═════ Task data ═════

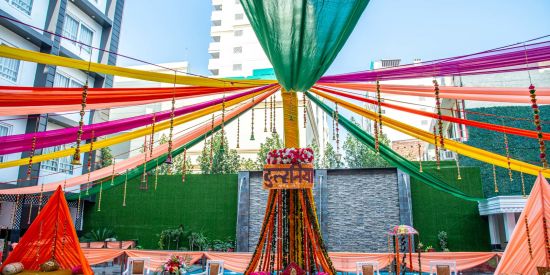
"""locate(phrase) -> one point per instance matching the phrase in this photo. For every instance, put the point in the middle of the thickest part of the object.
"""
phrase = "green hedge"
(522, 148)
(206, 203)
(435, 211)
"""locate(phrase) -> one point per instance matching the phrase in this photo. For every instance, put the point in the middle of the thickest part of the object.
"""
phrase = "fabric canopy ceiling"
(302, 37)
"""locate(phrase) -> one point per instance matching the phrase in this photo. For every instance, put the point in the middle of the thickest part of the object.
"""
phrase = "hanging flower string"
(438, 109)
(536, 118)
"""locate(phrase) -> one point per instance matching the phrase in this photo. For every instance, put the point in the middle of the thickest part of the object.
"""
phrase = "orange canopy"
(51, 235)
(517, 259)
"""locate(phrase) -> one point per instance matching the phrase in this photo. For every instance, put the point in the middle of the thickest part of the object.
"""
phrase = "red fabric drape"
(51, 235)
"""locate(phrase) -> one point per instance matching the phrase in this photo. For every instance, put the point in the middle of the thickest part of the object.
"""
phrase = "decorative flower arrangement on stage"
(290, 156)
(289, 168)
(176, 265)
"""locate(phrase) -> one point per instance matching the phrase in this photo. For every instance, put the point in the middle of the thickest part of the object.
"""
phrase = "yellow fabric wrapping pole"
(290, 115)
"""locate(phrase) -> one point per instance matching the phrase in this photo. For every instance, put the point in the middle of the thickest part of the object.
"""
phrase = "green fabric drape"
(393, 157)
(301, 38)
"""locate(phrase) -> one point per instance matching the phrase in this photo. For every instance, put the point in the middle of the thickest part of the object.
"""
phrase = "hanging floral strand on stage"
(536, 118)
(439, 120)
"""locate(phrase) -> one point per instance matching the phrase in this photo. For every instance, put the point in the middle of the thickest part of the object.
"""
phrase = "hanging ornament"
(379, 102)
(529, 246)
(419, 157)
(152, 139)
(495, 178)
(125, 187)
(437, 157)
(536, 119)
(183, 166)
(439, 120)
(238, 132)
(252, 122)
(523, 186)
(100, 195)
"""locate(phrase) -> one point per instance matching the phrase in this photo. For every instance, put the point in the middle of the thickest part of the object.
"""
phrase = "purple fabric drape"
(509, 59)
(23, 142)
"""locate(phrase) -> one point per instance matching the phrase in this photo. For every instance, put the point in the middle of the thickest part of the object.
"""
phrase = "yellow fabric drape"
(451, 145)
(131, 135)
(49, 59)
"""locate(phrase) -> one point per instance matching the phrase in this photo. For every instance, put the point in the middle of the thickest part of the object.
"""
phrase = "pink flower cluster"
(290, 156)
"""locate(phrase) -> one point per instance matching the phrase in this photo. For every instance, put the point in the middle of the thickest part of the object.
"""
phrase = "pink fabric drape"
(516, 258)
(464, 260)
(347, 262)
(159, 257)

═════
═════ Task data ═════

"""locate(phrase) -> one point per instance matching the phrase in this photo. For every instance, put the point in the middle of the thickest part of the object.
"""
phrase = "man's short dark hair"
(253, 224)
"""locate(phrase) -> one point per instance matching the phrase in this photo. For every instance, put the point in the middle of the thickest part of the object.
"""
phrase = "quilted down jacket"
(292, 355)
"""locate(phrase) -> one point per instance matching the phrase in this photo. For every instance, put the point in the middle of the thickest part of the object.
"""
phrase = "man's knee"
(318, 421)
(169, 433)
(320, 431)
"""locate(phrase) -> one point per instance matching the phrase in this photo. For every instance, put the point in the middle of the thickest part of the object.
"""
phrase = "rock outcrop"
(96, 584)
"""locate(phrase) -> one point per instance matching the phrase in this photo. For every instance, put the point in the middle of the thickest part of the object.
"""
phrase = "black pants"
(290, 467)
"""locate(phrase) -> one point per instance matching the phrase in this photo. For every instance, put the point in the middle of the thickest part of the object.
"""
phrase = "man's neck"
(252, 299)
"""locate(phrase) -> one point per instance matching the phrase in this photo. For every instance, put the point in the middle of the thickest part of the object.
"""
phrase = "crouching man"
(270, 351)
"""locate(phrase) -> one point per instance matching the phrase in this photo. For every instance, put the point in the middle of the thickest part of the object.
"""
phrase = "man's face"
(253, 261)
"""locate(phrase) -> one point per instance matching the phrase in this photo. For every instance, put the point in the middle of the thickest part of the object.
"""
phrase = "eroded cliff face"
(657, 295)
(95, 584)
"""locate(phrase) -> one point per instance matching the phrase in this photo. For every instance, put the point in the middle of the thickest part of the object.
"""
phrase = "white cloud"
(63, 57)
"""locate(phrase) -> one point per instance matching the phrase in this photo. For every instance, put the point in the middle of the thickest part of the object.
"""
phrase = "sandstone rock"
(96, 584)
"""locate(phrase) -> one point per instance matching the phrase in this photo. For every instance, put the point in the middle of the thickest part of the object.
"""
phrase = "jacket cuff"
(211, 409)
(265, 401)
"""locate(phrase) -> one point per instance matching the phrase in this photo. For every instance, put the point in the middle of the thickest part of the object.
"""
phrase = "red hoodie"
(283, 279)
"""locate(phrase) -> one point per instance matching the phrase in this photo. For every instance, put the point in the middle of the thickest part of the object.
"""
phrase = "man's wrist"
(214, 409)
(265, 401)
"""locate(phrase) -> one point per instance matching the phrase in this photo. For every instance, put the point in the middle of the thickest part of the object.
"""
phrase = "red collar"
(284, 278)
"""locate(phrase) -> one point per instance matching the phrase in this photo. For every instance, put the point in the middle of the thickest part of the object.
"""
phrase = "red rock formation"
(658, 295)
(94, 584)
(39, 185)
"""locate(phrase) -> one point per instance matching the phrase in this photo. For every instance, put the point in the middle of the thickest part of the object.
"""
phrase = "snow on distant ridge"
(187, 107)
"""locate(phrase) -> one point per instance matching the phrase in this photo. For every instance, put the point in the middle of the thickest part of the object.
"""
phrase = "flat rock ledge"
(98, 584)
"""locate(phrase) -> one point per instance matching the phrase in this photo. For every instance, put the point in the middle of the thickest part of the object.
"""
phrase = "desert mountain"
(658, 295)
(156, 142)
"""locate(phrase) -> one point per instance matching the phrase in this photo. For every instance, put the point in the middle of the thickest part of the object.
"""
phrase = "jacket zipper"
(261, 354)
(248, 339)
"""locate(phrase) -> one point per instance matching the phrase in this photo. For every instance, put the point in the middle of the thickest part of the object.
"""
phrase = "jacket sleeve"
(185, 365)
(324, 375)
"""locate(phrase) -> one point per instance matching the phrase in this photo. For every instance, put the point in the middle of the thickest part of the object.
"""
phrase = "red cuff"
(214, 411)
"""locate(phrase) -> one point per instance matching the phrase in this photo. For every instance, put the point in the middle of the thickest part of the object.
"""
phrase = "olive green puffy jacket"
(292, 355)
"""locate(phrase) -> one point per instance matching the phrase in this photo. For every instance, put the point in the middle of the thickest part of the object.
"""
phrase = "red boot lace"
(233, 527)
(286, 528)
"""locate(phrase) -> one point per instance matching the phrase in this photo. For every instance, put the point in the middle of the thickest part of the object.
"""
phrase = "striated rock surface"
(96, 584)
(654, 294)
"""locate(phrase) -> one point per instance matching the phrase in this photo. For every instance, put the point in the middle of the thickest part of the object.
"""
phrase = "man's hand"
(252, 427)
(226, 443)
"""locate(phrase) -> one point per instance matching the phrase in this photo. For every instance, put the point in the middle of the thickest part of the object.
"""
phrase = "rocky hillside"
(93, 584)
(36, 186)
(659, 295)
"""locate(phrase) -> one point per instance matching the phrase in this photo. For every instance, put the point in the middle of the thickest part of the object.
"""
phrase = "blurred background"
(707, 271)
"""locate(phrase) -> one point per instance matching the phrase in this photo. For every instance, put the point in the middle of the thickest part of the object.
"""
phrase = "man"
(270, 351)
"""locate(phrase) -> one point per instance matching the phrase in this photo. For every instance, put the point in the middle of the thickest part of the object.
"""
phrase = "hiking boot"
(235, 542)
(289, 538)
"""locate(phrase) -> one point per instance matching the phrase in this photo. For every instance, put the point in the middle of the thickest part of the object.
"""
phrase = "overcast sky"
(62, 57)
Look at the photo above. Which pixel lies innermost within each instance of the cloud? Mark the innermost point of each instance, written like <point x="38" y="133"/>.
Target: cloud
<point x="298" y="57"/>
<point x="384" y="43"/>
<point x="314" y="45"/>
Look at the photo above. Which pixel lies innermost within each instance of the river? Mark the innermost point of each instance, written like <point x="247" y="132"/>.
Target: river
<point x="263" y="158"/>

═════

### Task objective:
How many lines of the data above contain the string "written"? Case counts. Reply with the number alone.

### Output of the task:
2